Named-object pointing records:
·····

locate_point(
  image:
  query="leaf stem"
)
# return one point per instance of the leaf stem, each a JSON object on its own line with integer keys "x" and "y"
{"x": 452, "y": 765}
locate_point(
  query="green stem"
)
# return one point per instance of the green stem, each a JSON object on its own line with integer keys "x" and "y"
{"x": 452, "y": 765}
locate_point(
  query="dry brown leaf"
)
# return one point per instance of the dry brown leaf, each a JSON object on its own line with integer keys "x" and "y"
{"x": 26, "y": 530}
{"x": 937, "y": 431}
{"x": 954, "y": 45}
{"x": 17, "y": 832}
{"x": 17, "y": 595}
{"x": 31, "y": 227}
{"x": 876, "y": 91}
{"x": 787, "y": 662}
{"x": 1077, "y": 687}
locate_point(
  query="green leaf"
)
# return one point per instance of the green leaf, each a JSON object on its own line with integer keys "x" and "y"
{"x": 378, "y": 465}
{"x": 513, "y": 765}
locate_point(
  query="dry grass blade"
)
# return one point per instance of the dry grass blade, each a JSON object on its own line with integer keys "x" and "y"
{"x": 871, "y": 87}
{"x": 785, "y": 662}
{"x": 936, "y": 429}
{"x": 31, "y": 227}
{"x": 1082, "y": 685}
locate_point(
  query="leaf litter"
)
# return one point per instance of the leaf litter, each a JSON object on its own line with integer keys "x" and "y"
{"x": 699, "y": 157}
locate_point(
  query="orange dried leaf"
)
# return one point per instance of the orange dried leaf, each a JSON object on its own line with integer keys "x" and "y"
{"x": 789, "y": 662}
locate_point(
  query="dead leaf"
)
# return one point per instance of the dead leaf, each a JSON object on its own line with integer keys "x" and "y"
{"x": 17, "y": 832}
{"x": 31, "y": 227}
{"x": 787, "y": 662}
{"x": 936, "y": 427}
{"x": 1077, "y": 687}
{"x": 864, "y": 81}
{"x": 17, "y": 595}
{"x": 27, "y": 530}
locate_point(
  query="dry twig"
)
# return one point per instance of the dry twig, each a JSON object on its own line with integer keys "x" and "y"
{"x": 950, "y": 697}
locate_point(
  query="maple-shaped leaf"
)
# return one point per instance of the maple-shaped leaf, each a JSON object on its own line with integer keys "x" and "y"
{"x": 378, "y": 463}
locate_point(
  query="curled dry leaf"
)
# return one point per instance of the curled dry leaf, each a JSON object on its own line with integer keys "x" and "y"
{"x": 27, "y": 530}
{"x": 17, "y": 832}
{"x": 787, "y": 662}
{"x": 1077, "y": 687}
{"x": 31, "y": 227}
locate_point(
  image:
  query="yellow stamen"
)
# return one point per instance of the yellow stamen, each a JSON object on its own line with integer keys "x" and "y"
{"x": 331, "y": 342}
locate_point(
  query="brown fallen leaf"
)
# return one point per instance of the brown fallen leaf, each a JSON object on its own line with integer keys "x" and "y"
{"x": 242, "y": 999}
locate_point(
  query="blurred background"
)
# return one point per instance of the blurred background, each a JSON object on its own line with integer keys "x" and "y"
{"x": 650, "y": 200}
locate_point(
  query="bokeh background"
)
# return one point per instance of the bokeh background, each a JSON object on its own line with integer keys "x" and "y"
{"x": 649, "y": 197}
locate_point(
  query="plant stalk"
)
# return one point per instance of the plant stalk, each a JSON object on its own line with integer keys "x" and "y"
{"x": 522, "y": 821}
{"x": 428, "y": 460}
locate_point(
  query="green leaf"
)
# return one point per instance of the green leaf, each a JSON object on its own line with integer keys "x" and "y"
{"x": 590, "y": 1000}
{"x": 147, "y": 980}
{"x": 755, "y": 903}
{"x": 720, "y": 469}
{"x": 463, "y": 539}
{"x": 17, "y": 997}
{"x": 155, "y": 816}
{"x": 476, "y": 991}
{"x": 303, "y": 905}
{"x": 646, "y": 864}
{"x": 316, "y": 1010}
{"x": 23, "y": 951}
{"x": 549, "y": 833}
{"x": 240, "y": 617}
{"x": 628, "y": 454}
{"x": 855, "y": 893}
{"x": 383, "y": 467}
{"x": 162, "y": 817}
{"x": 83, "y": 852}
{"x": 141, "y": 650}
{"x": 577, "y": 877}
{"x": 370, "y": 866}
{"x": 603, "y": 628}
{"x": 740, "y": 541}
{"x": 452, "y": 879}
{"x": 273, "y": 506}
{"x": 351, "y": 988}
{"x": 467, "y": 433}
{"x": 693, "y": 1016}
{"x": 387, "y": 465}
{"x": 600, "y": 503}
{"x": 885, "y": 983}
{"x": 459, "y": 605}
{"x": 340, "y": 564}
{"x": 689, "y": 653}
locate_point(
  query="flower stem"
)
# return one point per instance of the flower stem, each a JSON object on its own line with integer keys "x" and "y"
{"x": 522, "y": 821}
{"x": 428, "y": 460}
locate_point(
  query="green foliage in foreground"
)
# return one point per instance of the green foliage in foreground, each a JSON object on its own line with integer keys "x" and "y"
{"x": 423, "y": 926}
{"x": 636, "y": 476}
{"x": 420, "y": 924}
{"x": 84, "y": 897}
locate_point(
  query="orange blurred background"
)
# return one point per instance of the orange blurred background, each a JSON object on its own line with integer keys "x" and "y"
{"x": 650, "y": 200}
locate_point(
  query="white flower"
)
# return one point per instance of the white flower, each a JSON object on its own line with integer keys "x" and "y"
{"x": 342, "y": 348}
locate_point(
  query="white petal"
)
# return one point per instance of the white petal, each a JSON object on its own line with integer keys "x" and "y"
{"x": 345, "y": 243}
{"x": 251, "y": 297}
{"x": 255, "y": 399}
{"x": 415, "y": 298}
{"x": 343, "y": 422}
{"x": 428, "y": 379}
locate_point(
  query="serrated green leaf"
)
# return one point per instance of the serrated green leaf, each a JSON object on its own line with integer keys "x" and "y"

·····

§ **Given instruction**
From the first line to the last, retype the data exactly.

§ **Response to the exercise**
locate_point(
  image:
  query="leaf stem"
)
# return one point per instance of the leaf stem, each a JSON object on its own line with integer keys "x" and "y"
{"x": 452, "y": 765}
locate_point(
  query="green stem"
)
# return one point per instance of the green stem, each a JSON object on its own line with integer keys "x" and "y"
{"x": 452, "y": 765}
locate_point(
  query="dry brown leaf"
)
# return one point per instance of the dry brown leaf, each a JSON object on its own line with integer keys "x" and "y"
{"x": 26, "y": 530}
{"x": 937, "y": 431}
{"x": 954, "y": 45}
{"x": 17, "y": 832}
{"x": 17, "y": 595}
{"x": 31, "y": 227}
{"x": 876, "y": 91}
{"x": 787, "y": 662}
{"x": 1077, "y": 687}
locate_point(
  query="green leaf"
)
# return one point per instance of the green leaf, each a JSON object on its own line with integer keys "x" and "y"
{"x": 378, "y": 465}
{"x": 513, "y": 765}
locate_point(
  query="dry grass blade"
)
# return one point per instance of the dry grass blade, each a JSON object on its own line with integer keys "x" and "y"
{"x": 871, "y": 87}
{"x": 785, "y": 662}
{"x": 936, "y": 429}
{"x": 31, "y": 227}
{"x": 1082, "y": 685}
locate_point(
  query="leaf litter"
)
# return one point per instance of the leaf litter, each a JSON object on its own line with integer keys "x" and "y"
{"x": 699, "y": 157}
locate_point(
  query="orange dried leaf"
)
# return one point per instance of the orange dried leaf, each a JSON object on its own line with integer keys "x" and "y"
{"x": 789, "y": 662}
locate_point(
  query="dead leaf"
)
# return one point per instance of the dead leaf, each a JSON object on its own line with integer keys "x" and "y"
{"x": 17, "y": 832}
{"x": 31, "y": 227}
{"x": 787, "y": 662}
{"x": 936, "y": 427}
{"x": 1077, "y": 687}
{"x": 864, "y": 81}
{"x": 17, "y": 595}
{"x": 27, "y": 530}
locate_point(
  query="dry twig"
)
# return one point per instance of the dry twig, each a JSON object on its own line with integer keys "x" and "y"
{"x": 950, "y": 697}
locate_point(
  query="maple-shaped leaf"
)
# return one point per instance of the maple-shaped leaf, each a JSON object on its own line with integer keys "x" and "y"
{"x": 378, "y": 463}
locate_point(
  query="curled dry leaf"
)
# return one point per instance of the curled dry leaf, each a JSON object on its own line with integer keys "x" and "y"
{"x": 27, "y": 530}
{"x": 17, "y": 832}
{"x": 787, "y": 662}
{"x": 1077, "y": 687}
{"x": 31, "y": 227}
locate_point(
  image:
  query="yellow stamen"
)
# return one point per instance of the yellow stamen, each a JSON object on its own line with integer keys "x" and "y"
{"x": 331, "y": 342}
locate_point(
  query="brown fallen leaf"
)
# return one point per instance of the brown fallen leaf, each a JSON object on its own line with integer keys "x" and "y"
{"x": 242, "y": 999}
locate_point(
  query="blurred background"
)
# return one point per instance of the blurred background, each a JSON object on its own line with integer keys "x" and "y"
{"x": 650, "y": 200}
locate_point(
  query="bokeh background"
)
# return one point per instance of the bokeh background, each a JSON object on its own line with integer keys "x" and "y"
{"x": 649, "y": 197}
locate_point(
  query="plant stalk"
)
# return one point per instance of the plant stalk, each a JSON object on its own line with integer keys "x" and "y"
{"x": 522, "y": 821}
{"x": 428, "y": 460}
locate_point(
  query="green leaf"
)
# return one point per instance of the green leaf, each a JSON object on its own line with integer keys "x" and "y"
{"x": 590, "y": 1000}
{"x": 147, "y": 980}
{"x": 755, "y": 903}
{"x": 720, "y": 469}
{"x": 463, "y": 539}
{"x": 17, "y": 997}
{"x": 155, "y": 816}
{"x": 476, "y": 991}
{"x": 303, "y": 905}
{"x": 646, "y": 864}
{"x": 316, "y": 1010}
{"x": 23, "y": 951}
{"x": 549, "y": 833}
{"x": 240, "y": 617}
{"x": 628, "y": 454}
{"x": 855, "y": 893}
{"x": 383, "y": 467}
{"x": 162, "y": 817}
{"x": 83, "y": 852}
{"x": 141, "y": 650}
{"x": 577, "y": 877}
{"x": 370, "y": 866}
{"x": 603, "y": 628}
{"x": 740, "y": 541}
{"x": 452, "y": 879}
{"x": 273, "y": 506}
{"x": 351, "y": 988}
{"x": 467, "y": 433}
{"x": 693, "y": 1016}
{"x": 387, "y": 465}
{"x": 600, "y": 503}
{"x": 885, "y": 983}
{"x": 459, "y": 605}
{"x": 340, "y": 564}
{"x": 689, "y": 653}
locate_point(
  query="flower stem"
)
# return one point per instance of the flower stem, each a JSON object on its own line with integer keys "x" and "y"
{"x": 522, "y": 821}
{"x": 428, "y": 460}
locate_point(
  query="green foliage in foreground"
)
# return one point per instance of the green foliage in foreground, each a JSON object on its own line with integer keys "x" and "y"
{"x": 423, "y": 926}
{"x": 636, "y": 476}
{"x": 420, "y": 924}
{"x": 84, "y": 897}
locate_point(
  query="orange blurred background"
)
# return one point per instance of the orange blurred background, each a JSON object on its own line with integer keys "x" and "y"
{"x": 650, "y": 200}
locate_point(
  query="white flower"
)
# return one point per instance of the white flower, each a JSON object on its own line with integer keys "x" and "y"
{"x": 342, "y": 348}
locate_point(
  query="white petal"
)
# return one point per instance of the white petal, each a JSON object on its own line with integer keys "x" and "y"
{"x": 345, "y": 243}
{"x": 251, "y": 297}
{"x": 255, "y": 399}
{"x": 415, "y": 298}
{"x": 343, "y": 422}
{"x": 428, "y": 379}
locate_point(
  query="serrated green leaf"
)
# return one point per instance of the serrated green leaf, each a JSON object on its own line with integer keys "x" and "y"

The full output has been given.